___ EXCERPTED TEXT ___
And, to be honest, unsurprising for a number of years.
Still makes me very sad. I can't say she was ever amongst my very favourite politicians, but when she addressed Streatham Labour Party annual dinner in 1995 she was fabulous. Combative but charming, entertaining and interesting.
Being Northern Ireland Secretary from 1997 means that she will always have her place in history. I suspect that in the coming months there will be acres of print journalism about how Blair marginalised her, took over, etc etc. But the nature of that process is that we don't know the details of how it all happened, and probably won't for decades, because it involved a lot of dogmatic mem having to lose face. But it happened. It's still far from a perfect situation, but it is far better than it was a dozen years ago. In my view, everyone who contributed to that Labour and Conservative, Sinn Fein and Ulster Unionist (and IMO, overwhelmingly SDLP) should get credit. I think that if in life you can say you have made a significant contribution towards Peace you can look yourself in the mirror. I guess most people of any integrity tend to dwell on the fact that they could have done more.
___
EXERCISE DETAILS — Copy the passage from the recollection of the former Northern Ireland Secretary, starting at "And, to be honest, unsurprising" and ending at "entertaining and interesting.".
___ RECORDS SUPPLIED ___
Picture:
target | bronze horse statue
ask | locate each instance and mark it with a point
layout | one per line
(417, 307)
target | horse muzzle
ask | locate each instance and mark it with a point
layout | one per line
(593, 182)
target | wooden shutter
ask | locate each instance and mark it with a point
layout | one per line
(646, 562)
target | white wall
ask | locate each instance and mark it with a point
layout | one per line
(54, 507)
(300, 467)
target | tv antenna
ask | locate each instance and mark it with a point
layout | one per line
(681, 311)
___
SOLUTION —
And, to be honest, unsurprising for a number of years.
Still makes me very sad. I can't say she was ever amongst my very favourite politicians, but when she addressed Streatham Labour Party annual dinner in 1995 she was fabulous. Combative but charming, entertaining and interesting.